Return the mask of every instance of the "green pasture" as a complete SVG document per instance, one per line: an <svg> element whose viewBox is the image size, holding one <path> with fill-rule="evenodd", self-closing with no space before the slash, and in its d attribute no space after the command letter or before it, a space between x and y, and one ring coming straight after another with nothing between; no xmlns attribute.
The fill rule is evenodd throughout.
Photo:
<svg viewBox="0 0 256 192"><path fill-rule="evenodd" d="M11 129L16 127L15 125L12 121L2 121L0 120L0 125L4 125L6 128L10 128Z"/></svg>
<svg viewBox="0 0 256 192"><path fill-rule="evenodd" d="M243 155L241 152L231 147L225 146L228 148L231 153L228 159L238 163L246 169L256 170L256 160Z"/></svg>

====

▶ [To do]:
Convert the data above into a two-column CSV with the header columns "instruction" and "output". Give one row per request, putting its text and its answer each in a single quoted field and replacing line breaks with spaces.

▶ [Problem solution]:
instruction,output
"Return the mask of every instance of the ""green pasture"" as a complete SVG document per instance, one per line: an <svg> element whose viewBox is the image size, holding one <path> with fill-rule=""evenodd"", self-closing with no space before the slash, and in its d attribute no space after the command letter or before it, a space between x and y, and one ring coming straight after another with nothing between; no xmlns attribute. The fill rule is evenodd throughout. Photo:","<svg viewBox=""0 0 256 192""><path fill-rule=""evenodd"" d=""M11 129L16 127L15 125L12 121L2 121L0 120L0 125L4 125L6 128L10 128Z""/></svg> <svg viewBox=""0 0 256 192""><path fill-rule=""evenodd"" d=""M243 155L241 152L231 147L225 146L228 148L231 153L228 159L238 163L246 169L256 170L256 160Z""/></svg>"